- **Quoted passage**
Last Updated May 13, 2010 9:37 AM EDT
NicOx's drug naproxcinod is designed to be a safer treatment for arthritis pain. Safer than, say, Merck's (MRK) Vioxx (rofecoxib) or Pfizer's (PFE) Bextra (valdecoxib), both of which were pulled from the market amid an uproar about heart attack and stroke risks. In fact, the FDA subsequently required all NSAIDs (non-steroidal anti-inflammatory drugs) -- even over the counter versions like aspirin and Aleve -- to carry warnings about cardiovascular risks.
Naproxcinod combines the NSAID naproxen with nitric oxide, which should theoretically dilate blood vessels and reduce high blood pressure. NicOx was also aiming to reduce gastrointestinal side effects like ulcers.
NicOx completed clinical trials in more than 6,700 patients, and three Phase III trials met their endpoints of improving pain relief compared to placebo. FDA briefing documents released earlier this week and an expert panel review yesterday seemed convinced on that point.
The problem is, that's not enough. That just puts naproxcinod on even footing with the myriad other NSAIDs on the market, many of which are cheap generics or over-the-counter medicines. NicOx needs naproxcinod's label to say the drug is safer than all the rest, and neither the FDA nor its advisors seemed convinced on that point.
The FDA was so harsh on NicOx's claim of better gastrointestinal tolerability and fewer ulcers that the company already said yesterday it would pull that language out of its proposed label. The blood pressure lowering claim is the more important one, but the agency said those effects were seen only at the drug's peak and weren't consistent enough in the longer term. The FDA also questioned whether or not blood pressure in older patients dipped too low at the peak, and they cited problems with NicOx's analysis showing that naproxcinod is not inferior to naproxen.

- **Description of the task**
Answer these from the naproxcinod article:
(a) Which NSAID does naproxcinod combine with nitric oxide?
(b) How many patients took part in NicOx's clinical trials?
(c) Which claim did NicOx say it would remove from its proposed label?
The entries play no part in this exercise.

- **Extracted information**
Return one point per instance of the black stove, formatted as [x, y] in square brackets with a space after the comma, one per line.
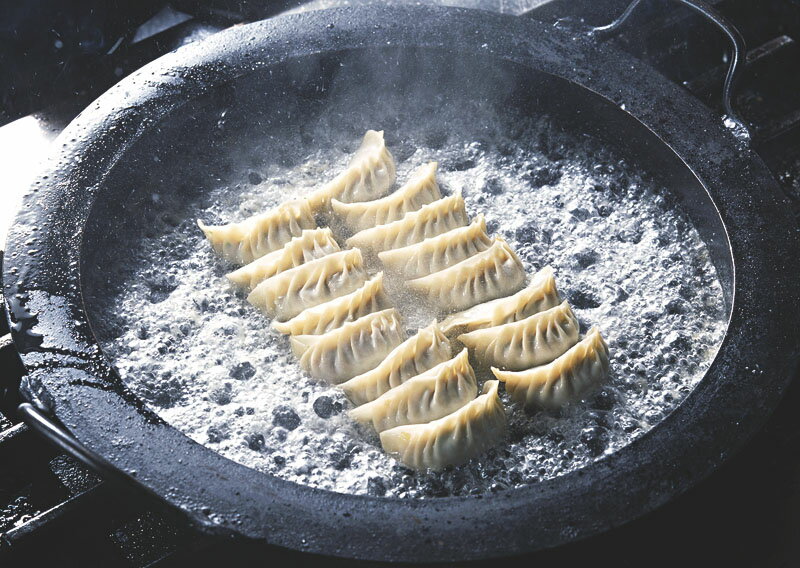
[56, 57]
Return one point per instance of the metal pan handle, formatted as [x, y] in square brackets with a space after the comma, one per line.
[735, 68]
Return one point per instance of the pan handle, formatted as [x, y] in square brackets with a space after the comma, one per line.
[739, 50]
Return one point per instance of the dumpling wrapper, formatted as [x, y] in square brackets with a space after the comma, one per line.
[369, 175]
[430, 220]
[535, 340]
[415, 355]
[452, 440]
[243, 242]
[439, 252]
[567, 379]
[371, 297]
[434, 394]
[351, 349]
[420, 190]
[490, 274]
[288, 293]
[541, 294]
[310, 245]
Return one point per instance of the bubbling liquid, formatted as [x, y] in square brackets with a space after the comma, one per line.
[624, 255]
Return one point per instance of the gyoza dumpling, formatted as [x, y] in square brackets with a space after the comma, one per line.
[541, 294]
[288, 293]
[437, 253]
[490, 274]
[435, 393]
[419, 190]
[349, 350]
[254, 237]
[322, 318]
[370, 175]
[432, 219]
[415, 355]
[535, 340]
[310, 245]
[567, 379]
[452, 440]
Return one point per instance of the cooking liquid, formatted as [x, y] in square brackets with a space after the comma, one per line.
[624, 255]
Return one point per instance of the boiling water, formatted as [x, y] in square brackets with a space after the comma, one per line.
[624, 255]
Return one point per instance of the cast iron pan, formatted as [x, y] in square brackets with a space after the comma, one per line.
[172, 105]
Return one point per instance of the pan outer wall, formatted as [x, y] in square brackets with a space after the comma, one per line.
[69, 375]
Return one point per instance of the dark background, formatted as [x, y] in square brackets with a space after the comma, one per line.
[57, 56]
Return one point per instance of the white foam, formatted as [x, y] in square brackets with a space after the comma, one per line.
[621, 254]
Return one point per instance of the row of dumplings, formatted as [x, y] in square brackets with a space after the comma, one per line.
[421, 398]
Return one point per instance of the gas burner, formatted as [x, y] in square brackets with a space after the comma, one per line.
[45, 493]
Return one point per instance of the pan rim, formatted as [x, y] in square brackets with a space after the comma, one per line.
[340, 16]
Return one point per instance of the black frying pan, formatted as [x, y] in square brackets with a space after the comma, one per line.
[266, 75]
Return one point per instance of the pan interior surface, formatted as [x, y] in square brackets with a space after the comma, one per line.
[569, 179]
* * *
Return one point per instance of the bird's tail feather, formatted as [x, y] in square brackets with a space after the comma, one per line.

- **Answer to this task**
(a) Naproxen.
(b) More than 6,700.
(c) The claim of better gastrointestinal tolerability and fewer ulcers.